• [What you should do]: Write out the listing below word for word, omitting the pictures.
....
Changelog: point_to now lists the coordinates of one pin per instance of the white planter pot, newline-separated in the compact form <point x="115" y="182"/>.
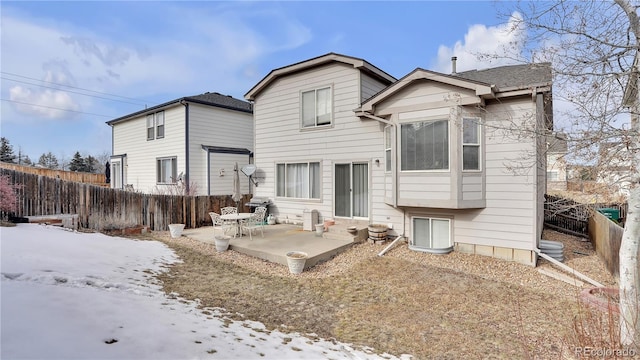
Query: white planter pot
<point x="296" y="261"/>
<point x="222" y="243"/>
<point x="176" y="230"/>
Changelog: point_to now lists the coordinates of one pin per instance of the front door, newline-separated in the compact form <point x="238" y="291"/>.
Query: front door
<point x="351" y="190"/>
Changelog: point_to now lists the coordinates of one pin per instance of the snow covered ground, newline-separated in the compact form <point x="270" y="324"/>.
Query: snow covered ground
<point x="69" y="295"/>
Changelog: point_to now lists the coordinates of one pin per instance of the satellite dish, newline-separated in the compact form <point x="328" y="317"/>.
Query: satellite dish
<point x="249" y="169"/>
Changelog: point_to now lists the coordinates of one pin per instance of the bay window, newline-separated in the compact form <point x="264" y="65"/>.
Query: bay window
<point x="425" y="145"/>
<point x="316" y="107"/>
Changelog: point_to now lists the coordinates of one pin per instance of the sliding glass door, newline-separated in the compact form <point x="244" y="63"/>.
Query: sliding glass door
<point x="351" y="190"/>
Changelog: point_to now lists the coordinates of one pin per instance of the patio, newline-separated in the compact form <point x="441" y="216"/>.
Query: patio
<point x="280" y="239"/>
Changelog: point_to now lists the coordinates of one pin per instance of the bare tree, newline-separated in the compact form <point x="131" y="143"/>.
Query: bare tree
....
• [Full answer]:
Changelog: point_to now lists the coordinates of one pin per instance of the white planter pot, newline-separated in the compact form <point x="115" y="182"/>.
Query: white planter pot
<point x="296" y="261"/>
<point x="222" y="243"/>
<point x="176" y="230"/>
Changelog: point_to now lists the coordinates of one pin per instance of the front door, newline-separated in the compact form <point x="238" y="291"/>.
Query: front door
<point x="351" y="190"/>
Changelog: point_to now lists the coordinates of one pin per instance of the snow covered ground, newline-separated in the compact form <point x="270" y="324"/>.
Query: snow covered ground
<point x="69" y="295"/>
Changelog: point_to now lists the coordinates of one pin per instance of the satellite dish, newline-separated in the compact form <point x="328" y="317"/>.
Query: satellite dish
<point x="249" y="169"/>
Changelog: point_to now lists the coordinates of one pin per instance of the bay window, newline-separated in the compact form <point x="264" y="65"/>.
Query: bay window
<point x="425" y="145"/>
<point x="316" y="107"/>
Changelog: point_to now lists the coordinates of one pin per instance of the sliding glass door, newline-separated in the compact form <point x="244" y="63"/>.
Query: sliding glass door
<point x="351" y="190"/>
Changelog: point_to now lists the coordinates of one pin per instance of the patio, newline-separated in the compact form <point x="441" y="216"/>.
Query: patio
<point x="280" y="239"/>
Changelog: point_to now lists the coordinates of one pin per instance of the bare tree, newline-separated in the compact form <point x="131" y="143"/>.
Query: bare tree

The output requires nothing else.